• [What you are asked to do] Rewrite the part that opens with the line containing "Wildlife camera-trap request: tag the carton" and closes with the line containing "point(303, 62)" as a two-column CSV with columns text and points. Put each tagging line and its answer in one row, each value in a single quoted field with line breaks turned into spaces, and leave out the pictures.

• [Raw data]
● ● ●

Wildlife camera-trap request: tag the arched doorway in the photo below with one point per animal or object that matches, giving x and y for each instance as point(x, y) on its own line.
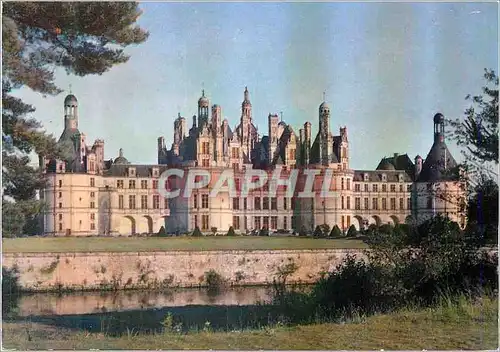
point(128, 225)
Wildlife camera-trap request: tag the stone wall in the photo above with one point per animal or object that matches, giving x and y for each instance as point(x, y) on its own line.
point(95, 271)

● ● ●

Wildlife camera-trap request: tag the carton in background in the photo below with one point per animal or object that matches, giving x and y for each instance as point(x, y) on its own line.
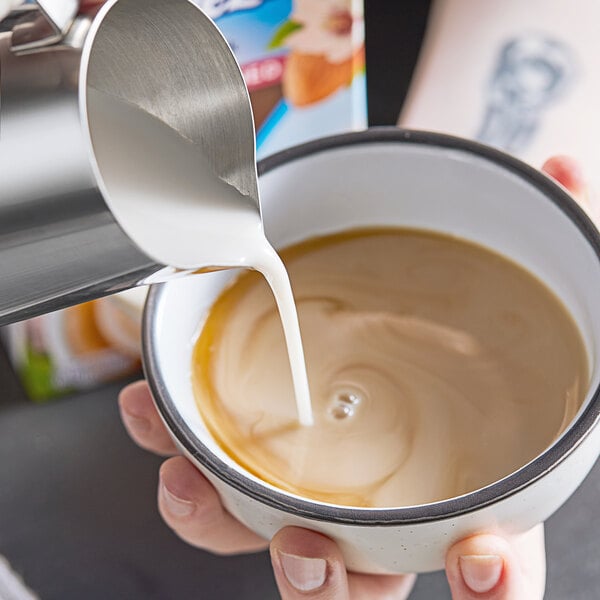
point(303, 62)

● ● ●

• [Correct response]
text,points
"Wildlife camera-trap request: tag the carton in background in the photo below with one point per animal or object that matches, giving x and y for each instance as point(x, y) on its own line.","point(303, 62)"